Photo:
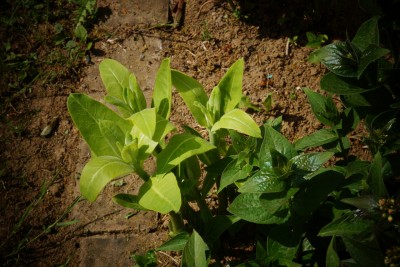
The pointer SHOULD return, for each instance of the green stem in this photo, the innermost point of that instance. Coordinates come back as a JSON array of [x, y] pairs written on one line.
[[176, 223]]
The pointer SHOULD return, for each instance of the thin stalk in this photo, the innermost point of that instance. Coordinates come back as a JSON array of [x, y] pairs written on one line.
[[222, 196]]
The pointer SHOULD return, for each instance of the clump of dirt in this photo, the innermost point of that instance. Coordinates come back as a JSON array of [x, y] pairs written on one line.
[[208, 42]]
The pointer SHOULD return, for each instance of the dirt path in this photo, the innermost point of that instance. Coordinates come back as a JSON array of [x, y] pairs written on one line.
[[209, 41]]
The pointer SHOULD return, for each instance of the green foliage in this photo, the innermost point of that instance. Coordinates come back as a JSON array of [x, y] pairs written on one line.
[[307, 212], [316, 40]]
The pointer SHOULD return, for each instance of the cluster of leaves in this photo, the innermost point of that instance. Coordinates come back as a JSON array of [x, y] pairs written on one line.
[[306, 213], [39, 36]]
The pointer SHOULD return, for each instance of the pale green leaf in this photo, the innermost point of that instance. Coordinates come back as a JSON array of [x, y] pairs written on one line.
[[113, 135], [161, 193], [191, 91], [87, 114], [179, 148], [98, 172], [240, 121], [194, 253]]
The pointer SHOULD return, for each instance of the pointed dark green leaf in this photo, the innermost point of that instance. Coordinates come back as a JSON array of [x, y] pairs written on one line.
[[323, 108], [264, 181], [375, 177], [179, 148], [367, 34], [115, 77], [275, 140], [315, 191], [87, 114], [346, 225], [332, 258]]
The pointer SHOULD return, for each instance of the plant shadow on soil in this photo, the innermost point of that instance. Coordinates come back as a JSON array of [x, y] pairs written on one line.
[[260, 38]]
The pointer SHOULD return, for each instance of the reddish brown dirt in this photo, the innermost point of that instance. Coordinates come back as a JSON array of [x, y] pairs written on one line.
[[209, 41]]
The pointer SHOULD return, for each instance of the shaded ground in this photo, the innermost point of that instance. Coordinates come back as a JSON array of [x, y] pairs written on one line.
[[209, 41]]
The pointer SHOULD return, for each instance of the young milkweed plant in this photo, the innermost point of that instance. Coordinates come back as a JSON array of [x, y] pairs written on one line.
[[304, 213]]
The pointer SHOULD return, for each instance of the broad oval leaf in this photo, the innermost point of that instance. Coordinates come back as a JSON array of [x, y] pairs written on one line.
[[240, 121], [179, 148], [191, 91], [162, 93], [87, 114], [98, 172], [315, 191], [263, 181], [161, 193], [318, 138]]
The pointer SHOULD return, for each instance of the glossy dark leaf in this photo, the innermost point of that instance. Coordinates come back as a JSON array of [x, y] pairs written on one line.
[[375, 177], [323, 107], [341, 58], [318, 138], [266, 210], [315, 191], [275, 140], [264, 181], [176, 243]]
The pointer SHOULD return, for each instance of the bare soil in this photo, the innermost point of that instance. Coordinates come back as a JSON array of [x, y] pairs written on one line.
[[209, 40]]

Required work: From the first line to the last, copy the records above exactly and leave out the pictures.

Task solution:
Photo:
The pointer SHOULD return, for each instance of the green stem in this photo, the innermost point of that instance. Coordinates come back as a JSON array of [x, y] pairs written on one line.
[[176, 223]]
The pointer SHOULD return, for each instance of the thin stalk in this photo, the innermost point of that instance. Coordinates come back as a JSON array of [x, y] pairs written on one line.
[[222, 196]]
The pointer SHOULD return, for each instance of the clump of dirt in this photo, the innermost point of that instance. Coordinates come back as a JSON array of [x, y] pairs written on one line.
[[208, 42]]
The pointer SHOULD return, for each instance of the dirt path in this photo, the innermost point of that instance. Coordinates come back as a JSON array of [x, y] pairs written on one line.
[[209, 41]]
The pointer SHOULD return, for each instance of the green foliage in this photo, the innermost point of that instance. Coordinates come back as a JSON array of [x, y] pairs written on one line.
[[307, 212], [316, 40]]
The pointer SHOULD return, for each instance of the cluster of leaves in this photo, the innermost point of that instance. Coordinates come back as a JSON array of [x, y] pairs written on one line.
[[306, 213], [39, 36]]
The pointer SHOULD return, for each instance of the pale green leaf in this photo, the innermost point of that instance. Coordinates come back as a JSON array of [x, y] pairs written on one line.
[[113, 135], [161, 193], [191, 91], [87, 114], [179, 148], [98, 172], [240, 121], [194, 253]]
The pointer SHOULD return, for each instance of the pointed dark green leaf in this photo, the innermost point of that instance. Coordinates come back as a JSON array of [x, y] pairs written on one line.
[[323, 108], [264, 181], [375, 177], [179, 148], [367, 34], [115, 77], [275, 140], [315, 191], [87, 114], [346, 225], [332, 258]]
The pointer SHOULD return, for each instance of the plant shadow on soil in this photo, the innermost point of that instance. Coordinates come back as a JSON array of [x, y] pairs written on one line.
[[260, 38]]
The pointer SHOULD return, for each instance of the reddish brown dirt in this photo, the innermost point of that instance. Coordinates come back as a JSON array of [x, y] pairs written on one line.
[[209, 41]]
The pointer SHOULD return, for each instance of the shaded ground in this photo, the innermost point of that instance. Coordinates come back as a JSON array of [x, y] pairs written on one line.
[[209, 41]]
The pointer SHOULD return, for each instance of the young milkweed plant in this photo, the innermost point of that instance. Coordinates come back as a JSON array of [x, y] pairs written on one line.
[[304, 213]]
The pointer SHOULD return, for each instance of the broad oval leaf in this photo, the innermost point of that instance. Coordinates come back as a JSON array of [x, y] pairs written on one line.
[[240, 121], [179, 148], [191, 91], [162, 93], [87, 114], [98, 172], [315, 191], [263, 181], [161, 193], [318, 138]]
The pointer SHOULD return, for each instance of the glossy dark leaf in this photo, the innermost point of that instance. Coordinates come back as a JSON array of [x, y] pairs written on one line.
[[375, 177], [323, 107], [341, 58], [318, 138], [266, 210], [315, 191], [275, 140], [264, 181], [176, 243]]
The pointer SHOULD return, for each instance of the bare soil in this photo, the innermost point of that instance. Coordinates come back as a JSON array of [x, y] pairs written on one line.
[[209, 40]]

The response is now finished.